● **ASSIGNMENT**: Once you find the line with "Locate every instance of the forewing", copy it and every line after it through the end of the entries below, exactly as written.
··· DATASET EXTRACT
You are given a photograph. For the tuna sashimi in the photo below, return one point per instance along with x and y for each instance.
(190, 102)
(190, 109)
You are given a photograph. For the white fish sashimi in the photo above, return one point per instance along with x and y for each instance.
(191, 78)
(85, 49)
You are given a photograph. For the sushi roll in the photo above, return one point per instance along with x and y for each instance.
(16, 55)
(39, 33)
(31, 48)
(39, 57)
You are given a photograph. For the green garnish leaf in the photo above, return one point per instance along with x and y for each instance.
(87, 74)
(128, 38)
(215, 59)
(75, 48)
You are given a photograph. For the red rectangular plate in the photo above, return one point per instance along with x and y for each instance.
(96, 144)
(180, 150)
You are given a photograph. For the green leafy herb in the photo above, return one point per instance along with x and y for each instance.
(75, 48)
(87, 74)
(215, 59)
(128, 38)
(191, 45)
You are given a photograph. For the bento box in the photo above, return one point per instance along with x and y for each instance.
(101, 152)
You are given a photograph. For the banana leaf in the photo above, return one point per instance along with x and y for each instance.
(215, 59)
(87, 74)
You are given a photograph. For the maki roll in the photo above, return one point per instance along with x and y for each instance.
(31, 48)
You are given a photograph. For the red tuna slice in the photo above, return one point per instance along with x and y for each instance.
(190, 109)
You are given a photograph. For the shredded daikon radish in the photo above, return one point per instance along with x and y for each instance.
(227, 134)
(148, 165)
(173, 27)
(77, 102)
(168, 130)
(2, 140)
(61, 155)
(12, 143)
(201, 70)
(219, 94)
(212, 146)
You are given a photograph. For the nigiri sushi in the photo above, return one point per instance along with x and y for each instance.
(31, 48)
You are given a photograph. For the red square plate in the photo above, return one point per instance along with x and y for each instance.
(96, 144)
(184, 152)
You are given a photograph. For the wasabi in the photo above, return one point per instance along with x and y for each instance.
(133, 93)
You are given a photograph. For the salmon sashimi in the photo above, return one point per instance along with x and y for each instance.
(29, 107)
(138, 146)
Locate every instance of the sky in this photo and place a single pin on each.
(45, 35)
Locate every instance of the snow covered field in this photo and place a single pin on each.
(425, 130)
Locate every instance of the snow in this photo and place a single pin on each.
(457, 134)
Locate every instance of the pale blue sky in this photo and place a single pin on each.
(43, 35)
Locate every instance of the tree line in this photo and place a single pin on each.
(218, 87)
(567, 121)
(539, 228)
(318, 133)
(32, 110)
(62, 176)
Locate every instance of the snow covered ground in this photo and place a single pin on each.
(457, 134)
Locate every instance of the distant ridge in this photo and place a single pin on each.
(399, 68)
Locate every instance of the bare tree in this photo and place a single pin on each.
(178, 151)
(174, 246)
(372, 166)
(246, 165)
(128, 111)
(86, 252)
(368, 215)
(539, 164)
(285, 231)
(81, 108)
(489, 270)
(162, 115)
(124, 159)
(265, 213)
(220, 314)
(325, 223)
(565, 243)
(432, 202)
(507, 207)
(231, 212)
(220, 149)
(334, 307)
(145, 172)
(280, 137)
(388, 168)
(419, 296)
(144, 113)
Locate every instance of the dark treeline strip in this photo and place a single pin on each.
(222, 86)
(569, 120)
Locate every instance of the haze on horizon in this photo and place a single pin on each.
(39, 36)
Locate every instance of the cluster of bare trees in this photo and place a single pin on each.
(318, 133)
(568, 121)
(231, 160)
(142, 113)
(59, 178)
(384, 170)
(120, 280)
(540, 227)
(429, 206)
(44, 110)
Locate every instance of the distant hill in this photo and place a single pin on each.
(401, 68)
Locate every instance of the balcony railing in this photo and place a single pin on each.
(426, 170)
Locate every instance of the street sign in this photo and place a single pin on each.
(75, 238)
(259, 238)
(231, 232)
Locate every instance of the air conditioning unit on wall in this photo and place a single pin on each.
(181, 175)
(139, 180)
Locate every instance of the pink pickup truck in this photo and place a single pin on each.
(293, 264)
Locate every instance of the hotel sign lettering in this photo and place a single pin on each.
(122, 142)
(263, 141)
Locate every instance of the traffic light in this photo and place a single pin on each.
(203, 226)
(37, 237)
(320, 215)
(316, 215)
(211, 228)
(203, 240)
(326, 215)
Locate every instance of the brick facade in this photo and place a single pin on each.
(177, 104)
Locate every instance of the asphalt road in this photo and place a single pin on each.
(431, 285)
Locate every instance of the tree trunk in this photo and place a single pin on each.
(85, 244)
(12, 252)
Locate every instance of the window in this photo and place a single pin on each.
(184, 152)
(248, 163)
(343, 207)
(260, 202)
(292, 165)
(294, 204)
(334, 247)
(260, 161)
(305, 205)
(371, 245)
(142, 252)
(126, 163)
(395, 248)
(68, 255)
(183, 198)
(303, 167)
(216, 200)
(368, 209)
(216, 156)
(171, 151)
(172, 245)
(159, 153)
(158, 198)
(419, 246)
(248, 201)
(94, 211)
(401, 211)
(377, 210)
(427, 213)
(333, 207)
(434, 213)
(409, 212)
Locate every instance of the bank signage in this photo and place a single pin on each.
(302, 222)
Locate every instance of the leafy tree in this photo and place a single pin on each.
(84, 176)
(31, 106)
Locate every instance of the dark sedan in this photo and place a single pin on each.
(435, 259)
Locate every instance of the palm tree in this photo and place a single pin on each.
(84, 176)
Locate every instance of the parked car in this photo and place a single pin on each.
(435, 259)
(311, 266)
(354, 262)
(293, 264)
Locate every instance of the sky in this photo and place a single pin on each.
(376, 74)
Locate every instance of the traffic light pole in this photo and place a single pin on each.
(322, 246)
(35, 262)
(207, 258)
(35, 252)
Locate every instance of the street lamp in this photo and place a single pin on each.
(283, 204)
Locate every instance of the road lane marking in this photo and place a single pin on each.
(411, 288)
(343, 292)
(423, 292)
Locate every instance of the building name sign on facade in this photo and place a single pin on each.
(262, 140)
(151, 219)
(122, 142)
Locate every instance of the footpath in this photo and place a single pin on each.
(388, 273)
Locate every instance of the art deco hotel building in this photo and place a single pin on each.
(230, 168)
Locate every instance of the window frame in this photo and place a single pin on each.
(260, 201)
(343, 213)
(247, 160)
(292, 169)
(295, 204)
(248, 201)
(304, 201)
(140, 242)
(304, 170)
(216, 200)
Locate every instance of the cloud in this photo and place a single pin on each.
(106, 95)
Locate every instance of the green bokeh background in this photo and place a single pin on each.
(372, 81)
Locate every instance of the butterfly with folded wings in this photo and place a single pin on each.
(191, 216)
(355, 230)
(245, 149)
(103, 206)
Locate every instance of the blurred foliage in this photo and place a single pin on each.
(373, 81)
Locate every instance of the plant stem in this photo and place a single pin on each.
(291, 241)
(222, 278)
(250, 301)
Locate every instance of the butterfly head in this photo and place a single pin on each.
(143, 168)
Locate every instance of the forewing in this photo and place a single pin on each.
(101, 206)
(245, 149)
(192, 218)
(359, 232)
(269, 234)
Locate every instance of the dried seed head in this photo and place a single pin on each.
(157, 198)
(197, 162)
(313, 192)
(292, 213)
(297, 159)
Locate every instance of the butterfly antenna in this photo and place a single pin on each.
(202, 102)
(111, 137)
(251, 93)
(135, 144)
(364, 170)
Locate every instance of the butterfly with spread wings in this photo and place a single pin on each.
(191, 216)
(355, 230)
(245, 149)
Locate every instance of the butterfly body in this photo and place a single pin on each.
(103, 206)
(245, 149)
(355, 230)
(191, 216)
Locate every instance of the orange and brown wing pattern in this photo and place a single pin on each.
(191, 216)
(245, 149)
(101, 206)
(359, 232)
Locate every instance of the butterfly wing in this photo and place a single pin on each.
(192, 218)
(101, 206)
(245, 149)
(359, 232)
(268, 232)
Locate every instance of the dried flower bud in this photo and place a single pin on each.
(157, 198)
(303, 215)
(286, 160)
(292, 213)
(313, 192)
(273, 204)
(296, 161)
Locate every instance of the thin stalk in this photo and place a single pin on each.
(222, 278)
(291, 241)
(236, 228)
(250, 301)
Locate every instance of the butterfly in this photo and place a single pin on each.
······
● **SOLUTION**:
Locate every instance of the forewing in this photo and place a single pin on each.
(101, 206)
(245, 149)
(192, 218)
(359, 232)
(269, 234)
Locate every instance of the dried seed head in this photo and place a single pin on each.
(157, 198)
(197, 162)
(313, 192)
(292, 213)
(297, 159)
Locate every instance of the butterfly antenna in this photo and place a single pin on each.
(202, 102)
(111, 137)
(251, 93)
(135, 144)
(364, 170)
Locate every instance of the butterfly with spread wings in this photo and place a single pin on each.
(191, 216)
(355, 230)
(245, 149)
Locate every instance of the butterfly body in this photo and place a single pin on each.
(103, 206)
(245, 149)
(355, 230)
(191, 216)
Locate every instance of the orange and brown wing pattern in this photo and place a single pin on each.
(191, 216)
(245, 149)
(101, 206)
(359, 232)
Locate every instance of the butterfly wing in this photo and place a single pin on each.
(192, 218)
(101, 206)
(245, 149)
(359, 232)
(268, 232)
Locate every instance of the dried flower bud in this photo and place a single pin on each.
(157, 198)
(303, 215)
(286, 160)
(292, 213)
(313, 192)
(273, 204)
(296, 161)
Locate every instance of the thin stalk in this photo and place a single pin on each.
(222, 278)
(291, 241)
(236, 228)
(250, 301)
Locate every instance of the butterfly in this photo and place a single pin on each.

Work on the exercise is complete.